Records contained in a dataset =>

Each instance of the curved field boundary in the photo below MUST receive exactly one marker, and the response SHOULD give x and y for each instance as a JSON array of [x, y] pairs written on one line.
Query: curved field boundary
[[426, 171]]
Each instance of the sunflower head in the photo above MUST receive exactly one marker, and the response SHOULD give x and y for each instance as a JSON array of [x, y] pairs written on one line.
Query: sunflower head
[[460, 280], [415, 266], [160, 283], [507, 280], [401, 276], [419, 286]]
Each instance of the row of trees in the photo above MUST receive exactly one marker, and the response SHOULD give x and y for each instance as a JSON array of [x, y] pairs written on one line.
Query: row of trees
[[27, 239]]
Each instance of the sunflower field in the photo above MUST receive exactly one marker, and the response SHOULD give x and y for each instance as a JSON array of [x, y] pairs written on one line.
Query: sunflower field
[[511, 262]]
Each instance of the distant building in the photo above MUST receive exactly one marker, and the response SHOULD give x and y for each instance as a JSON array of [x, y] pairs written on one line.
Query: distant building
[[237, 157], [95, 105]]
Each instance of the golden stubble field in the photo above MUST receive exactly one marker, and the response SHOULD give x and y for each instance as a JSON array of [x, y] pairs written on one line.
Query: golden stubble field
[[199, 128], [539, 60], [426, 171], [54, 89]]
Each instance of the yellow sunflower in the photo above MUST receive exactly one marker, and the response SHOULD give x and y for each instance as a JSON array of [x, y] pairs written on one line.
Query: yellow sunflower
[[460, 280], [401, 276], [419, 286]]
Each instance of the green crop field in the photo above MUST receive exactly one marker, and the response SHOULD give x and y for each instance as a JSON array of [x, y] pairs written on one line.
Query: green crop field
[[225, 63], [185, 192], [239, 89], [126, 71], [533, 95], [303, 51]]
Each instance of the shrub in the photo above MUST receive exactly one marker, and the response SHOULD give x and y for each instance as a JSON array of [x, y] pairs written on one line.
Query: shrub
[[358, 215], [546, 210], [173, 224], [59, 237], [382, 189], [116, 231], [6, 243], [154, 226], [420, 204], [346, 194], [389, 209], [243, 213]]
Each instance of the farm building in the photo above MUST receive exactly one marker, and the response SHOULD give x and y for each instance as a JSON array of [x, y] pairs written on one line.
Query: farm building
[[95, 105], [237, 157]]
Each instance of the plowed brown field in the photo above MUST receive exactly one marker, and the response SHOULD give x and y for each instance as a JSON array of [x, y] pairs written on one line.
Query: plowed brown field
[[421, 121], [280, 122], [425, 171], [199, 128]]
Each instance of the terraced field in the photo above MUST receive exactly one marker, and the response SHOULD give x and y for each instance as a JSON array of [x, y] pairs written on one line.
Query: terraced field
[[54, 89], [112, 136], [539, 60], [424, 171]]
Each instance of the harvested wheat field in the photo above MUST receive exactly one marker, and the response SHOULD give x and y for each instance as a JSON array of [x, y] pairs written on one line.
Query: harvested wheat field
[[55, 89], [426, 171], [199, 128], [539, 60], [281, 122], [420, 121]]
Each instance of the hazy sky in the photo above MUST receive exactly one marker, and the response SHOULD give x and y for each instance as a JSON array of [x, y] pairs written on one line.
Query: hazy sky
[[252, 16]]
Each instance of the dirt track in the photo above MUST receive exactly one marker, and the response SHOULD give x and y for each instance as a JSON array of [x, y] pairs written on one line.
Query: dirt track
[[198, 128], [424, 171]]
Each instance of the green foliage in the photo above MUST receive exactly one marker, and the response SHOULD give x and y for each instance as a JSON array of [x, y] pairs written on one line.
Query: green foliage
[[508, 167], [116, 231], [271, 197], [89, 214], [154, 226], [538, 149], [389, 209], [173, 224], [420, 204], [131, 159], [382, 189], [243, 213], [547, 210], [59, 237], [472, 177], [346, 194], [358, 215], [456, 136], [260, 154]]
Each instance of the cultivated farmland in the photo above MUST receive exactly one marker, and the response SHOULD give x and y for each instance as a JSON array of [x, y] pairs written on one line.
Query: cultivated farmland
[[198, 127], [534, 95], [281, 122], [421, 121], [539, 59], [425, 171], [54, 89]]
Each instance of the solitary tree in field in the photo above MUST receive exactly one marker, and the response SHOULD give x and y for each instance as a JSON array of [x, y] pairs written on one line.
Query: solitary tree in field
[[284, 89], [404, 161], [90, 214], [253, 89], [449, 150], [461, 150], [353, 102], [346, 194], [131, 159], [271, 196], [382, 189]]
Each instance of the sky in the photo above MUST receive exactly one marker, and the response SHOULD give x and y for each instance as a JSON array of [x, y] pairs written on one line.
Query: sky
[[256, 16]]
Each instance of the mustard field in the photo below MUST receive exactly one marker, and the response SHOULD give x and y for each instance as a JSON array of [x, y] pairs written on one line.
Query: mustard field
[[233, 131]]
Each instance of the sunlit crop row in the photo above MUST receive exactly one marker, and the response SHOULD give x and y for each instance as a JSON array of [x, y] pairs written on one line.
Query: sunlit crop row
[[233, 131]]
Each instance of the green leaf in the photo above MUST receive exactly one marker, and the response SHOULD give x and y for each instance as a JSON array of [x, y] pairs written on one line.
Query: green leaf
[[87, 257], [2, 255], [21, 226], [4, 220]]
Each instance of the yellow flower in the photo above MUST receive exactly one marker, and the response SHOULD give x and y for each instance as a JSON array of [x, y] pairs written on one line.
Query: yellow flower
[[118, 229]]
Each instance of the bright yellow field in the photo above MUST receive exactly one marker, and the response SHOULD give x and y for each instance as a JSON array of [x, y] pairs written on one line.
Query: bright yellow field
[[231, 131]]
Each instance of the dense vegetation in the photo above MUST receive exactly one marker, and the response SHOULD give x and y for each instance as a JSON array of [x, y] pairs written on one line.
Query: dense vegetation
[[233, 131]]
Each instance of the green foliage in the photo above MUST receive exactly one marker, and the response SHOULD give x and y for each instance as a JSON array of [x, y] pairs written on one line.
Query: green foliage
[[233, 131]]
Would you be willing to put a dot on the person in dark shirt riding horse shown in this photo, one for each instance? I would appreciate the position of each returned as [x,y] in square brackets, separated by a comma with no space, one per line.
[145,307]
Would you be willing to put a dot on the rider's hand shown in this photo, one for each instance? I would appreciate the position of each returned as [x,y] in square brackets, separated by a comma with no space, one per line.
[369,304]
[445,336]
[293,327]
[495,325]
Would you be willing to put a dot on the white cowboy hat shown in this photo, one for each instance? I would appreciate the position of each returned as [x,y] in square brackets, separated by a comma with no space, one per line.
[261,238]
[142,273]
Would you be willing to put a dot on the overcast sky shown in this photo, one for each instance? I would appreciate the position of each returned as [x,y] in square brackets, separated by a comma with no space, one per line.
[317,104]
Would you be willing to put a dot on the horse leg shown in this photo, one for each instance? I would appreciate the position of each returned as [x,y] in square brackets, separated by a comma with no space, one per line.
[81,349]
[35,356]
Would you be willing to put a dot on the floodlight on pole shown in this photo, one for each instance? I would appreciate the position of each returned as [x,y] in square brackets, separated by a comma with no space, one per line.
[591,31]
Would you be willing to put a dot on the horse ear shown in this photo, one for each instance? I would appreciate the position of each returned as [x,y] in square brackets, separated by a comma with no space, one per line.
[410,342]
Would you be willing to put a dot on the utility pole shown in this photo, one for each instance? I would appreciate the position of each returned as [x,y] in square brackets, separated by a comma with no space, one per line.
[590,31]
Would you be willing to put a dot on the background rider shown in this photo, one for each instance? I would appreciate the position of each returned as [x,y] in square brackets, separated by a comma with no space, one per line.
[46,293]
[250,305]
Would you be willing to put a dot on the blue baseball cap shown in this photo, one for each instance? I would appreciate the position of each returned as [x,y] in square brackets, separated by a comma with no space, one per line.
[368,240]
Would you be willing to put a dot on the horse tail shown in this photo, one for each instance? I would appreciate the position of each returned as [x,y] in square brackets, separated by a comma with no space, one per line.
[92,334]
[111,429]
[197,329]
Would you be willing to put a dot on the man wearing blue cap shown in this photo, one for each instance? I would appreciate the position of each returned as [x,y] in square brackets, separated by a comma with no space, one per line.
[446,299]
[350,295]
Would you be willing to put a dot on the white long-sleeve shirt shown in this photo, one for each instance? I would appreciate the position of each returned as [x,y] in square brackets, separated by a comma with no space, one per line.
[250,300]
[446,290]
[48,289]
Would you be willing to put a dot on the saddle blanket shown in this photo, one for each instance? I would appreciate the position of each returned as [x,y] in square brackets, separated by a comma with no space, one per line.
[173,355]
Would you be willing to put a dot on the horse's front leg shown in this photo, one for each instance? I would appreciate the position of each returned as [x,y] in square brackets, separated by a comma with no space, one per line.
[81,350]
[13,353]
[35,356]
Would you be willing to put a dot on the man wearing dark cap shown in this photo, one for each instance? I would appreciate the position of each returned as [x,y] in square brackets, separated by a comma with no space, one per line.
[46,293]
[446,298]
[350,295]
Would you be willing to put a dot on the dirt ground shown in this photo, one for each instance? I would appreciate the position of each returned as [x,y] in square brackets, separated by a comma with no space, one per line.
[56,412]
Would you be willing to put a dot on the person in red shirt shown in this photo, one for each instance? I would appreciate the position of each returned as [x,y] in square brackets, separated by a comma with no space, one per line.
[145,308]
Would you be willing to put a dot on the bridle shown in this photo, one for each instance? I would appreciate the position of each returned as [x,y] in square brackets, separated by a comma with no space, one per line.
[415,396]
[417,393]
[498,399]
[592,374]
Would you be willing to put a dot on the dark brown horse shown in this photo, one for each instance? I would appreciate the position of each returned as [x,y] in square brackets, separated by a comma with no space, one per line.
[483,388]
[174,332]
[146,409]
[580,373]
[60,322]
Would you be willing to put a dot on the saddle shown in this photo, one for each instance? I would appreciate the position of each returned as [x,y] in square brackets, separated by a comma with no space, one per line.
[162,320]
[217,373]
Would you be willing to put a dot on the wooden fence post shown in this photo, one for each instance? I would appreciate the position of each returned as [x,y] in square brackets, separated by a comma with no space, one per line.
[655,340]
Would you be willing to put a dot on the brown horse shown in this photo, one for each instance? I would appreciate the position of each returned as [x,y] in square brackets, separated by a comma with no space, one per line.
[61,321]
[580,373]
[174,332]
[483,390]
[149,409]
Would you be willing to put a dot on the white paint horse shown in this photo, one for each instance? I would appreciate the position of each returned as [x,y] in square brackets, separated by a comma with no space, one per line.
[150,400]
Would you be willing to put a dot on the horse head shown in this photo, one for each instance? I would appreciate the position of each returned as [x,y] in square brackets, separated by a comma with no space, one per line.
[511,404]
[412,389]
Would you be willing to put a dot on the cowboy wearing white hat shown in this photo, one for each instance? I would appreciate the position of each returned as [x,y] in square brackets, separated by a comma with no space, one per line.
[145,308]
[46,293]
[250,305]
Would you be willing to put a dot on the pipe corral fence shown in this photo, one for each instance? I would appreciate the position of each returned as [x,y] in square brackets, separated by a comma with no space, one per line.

PROBLEM DETAILS => Pick out each line above that includes "below" and show it.

EXERCISE ANSWER =>
Each instance of the curved field boundary in the photo below MUST receive exactly one marker, and the response SHOULD give x and y for each instance as a JSON array of [x, y] pairs written on one line.
Each instance of the mustard field in the photo below MUST receive exactly one marker, and the response SHOULD give x and y for each instance as a JSON array of [x, y] pairs written on one line.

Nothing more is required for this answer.